• _Data for this task_:
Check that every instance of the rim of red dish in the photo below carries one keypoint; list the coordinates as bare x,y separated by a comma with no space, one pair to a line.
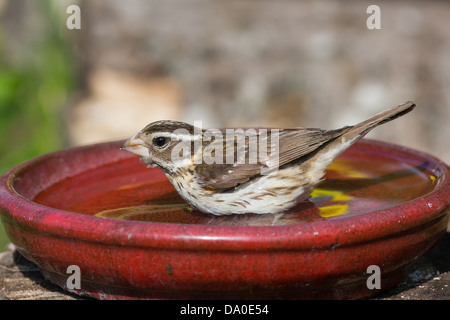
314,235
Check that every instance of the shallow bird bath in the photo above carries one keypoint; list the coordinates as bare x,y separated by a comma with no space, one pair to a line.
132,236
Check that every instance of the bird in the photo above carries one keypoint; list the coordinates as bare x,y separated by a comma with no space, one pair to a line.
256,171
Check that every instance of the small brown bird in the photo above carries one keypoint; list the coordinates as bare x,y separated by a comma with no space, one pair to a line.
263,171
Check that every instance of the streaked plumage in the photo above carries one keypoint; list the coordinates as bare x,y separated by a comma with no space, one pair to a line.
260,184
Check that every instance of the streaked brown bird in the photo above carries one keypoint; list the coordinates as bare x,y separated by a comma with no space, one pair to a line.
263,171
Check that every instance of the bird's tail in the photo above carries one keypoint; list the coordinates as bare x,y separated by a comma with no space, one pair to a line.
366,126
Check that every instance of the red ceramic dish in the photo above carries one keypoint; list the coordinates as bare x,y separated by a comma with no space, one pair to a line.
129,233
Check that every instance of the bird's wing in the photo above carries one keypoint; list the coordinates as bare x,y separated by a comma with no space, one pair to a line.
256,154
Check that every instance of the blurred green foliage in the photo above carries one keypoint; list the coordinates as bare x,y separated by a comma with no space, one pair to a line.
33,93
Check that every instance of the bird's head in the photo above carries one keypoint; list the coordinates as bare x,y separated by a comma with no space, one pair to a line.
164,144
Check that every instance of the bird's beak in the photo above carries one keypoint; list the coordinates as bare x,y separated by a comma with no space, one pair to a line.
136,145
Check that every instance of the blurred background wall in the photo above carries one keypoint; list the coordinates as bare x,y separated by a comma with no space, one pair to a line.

• _Goal_:
Copy out all the lines above, putting "marker" wherever "keypoint" appears and leaving everything else unchanged. Omit the pictures.

• _Exercise output_:
Check that every instance of the rim of red dish in the photo below carries one marker; list the coordinates as bare x,y separated by a comma with no space, one pair to a line.
314,235
Check that every instance of the shallow bird bath in the photo above carries one marker; list the coordinates as bare x,y separated by a comma with no space, one pair to a line.
132,236
Check that every instance of the bird in the photo above carries one marker; list the coordinates as bare x,y separated by a comma with no space, one pair to a line.
256,171
Check that every instance of the small brown bird in the photo above carries one marker; list the coordinates as bare x,y separated by a comma with no space, one pair to a line.
263,171
Check that every instance of the streaked plumage in the photo above carries one marker; list the coordinates as bare x,y separated by a comma with no space, one pair to a line.
260,184
Check that every instance of the streaked brown bird in the photo above carries one marker; list the coordinates as bare x,y separated by a comma with no space, one pair to a line.
263,171
Check that every instance of the bird's tail in the photo above carries one marker; list the coordinates as bare x,y separated by a comma with no space, one pair to a line.
366,126
Check that every instance of the red ceramic dish in the photo above carries one marker; list the coordinates as bare x,y separated by a comma with no space, one pair to a line.
129,233
Check that every instance of the bird's wing in the photo above carries one marker; list the coordinates as bare x,y separated by a comma with no space, one pair to a line.
256,154
Check that every instance of the blurred green foliage in the photo above carries one marker; list the coordinates as bare x,y separated by a comma with no space, one pair to a line.
33,93
Check that every instance of the bird's head in the photo above carries one marker; list the coordinates as bare x,y separated by a comma with no space, one pair to a line.
164,144
Check that every instance of the bird's beak in the photo above carries one marker; list the coordinates as bare x,y separated by a comma with no space, one pair to a line.
136,145
Check that every instance of the blurred background wall in the photo above carries one marker; list the coordinates as bare x,y separated by a comma with no space, one pair to a line.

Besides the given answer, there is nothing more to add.